| TRY IT |
Provide the data again exactly, including every line that follows.

[Records contained in a dataset]
BEGIN

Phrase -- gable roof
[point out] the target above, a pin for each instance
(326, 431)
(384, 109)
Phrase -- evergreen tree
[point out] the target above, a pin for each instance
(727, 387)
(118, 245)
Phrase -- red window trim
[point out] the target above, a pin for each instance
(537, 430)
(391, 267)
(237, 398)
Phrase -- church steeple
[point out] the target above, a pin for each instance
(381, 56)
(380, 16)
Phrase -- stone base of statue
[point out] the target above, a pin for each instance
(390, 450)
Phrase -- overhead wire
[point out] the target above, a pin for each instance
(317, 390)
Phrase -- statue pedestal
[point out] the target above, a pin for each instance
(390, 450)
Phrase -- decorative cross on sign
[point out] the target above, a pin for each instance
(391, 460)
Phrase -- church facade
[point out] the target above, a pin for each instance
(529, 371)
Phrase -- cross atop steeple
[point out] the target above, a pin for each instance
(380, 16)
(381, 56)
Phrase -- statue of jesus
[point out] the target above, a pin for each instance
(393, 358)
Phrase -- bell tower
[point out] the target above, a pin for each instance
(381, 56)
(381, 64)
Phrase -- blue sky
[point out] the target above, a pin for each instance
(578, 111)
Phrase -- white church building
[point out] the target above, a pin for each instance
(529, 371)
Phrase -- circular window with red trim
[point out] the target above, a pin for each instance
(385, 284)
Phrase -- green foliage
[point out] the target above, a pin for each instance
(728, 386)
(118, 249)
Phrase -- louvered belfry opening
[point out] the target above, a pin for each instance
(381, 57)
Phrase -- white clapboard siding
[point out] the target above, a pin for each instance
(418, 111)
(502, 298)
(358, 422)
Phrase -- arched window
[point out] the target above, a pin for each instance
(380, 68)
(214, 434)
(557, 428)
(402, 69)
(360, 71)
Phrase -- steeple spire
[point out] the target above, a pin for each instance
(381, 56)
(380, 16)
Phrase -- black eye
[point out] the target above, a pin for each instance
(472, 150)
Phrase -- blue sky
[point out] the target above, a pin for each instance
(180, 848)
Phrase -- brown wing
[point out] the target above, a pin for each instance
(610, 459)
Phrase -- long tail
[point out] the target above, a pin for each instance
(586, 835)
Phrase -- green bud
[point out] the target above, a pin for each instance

END

| ANSWER |
Phrase -- gable roof
[point out] the target above, a pin for each instance
(326, 431)
(384, 109)
Phrase -- evergreen tree
[point out] the target above, a pin for each instance
(727, 387)
(118, 245)
Phrase -- red window trim
[point out] the target above, a pin for each instance
(537, 430)
(391, 267)
(237, 398)
Phrase -- church steeple
[point out] the target above, a pin for each instance
(381, 56)
(380, 16)
Phrase -- stone base of statue
[point out] the target above, a pin for each instance
(390, 450)
Phrase -- overhead wire
[point out] the target above, a pin for each instance
(317, 390)
Phrase -- statue pedestal
[point out] the target above, a pin for each instance
(390, 450)
Phrase -- decorative cross on sign
[point out] the target above, a pin for each instance
(391, 460)
Phrase -- church facade
[point out] the target above, a pin for each instance
(529, 371)
Phrase -- cross atop steeple
[point out] the target above, a pin for each instance
(380, 16)
(381, 56)
Phrase -- statue of jesus
[point out] the target above, a pin for each instance
(393, 358)
Phrase -- bell tower
[point out] the target above, a pin for each instance
(381, 56)
(381, 64)
Phrase -- blue sky
[point out] the target above, a pin for each instance
(578, 111)
Phrase -- white church building
[point out] the target above, a pin for each instance
(529, 371)
Phrase -- circular window with red trim
[point out] the target above, a pin for each instance
(385, 284)
Phrase -- green foliage
[point out] the target above, a pin for each instance
(728, 386)
(118, 249)
Phrase -- louvered belfry opening
[point out] the target above, a pin for each instance
(381, 57)
Phrase -- white clapboard siding
[point out] the target above, a pin for each instance
(418, 111)
(502, 298)
(358, 422)
Phrase -- arched window
[point out] the target above, a pin for each instance
(380, 68)
(214, 434)
(557, 428)
(402, 69)
(360, 71)
Phrase -- steeple spire
[point out] the target above, a pin for each instance
(381, 56)
(380, 16)
Phrase -- black eye
[point out] the target above, a pin for each instance
(472, 150)
Phrase -- blue sky
[point out] the target above, a pin for each instance
(180, 848)
Phrase -- brown wing
[point out] the target above, a pin for each instance
(610, 459)
Phrase -- long tail
[point out] the target above, a pin for each instance
(586, 835)
Phrase -- green bud
[point out] the target above, a pin for each instance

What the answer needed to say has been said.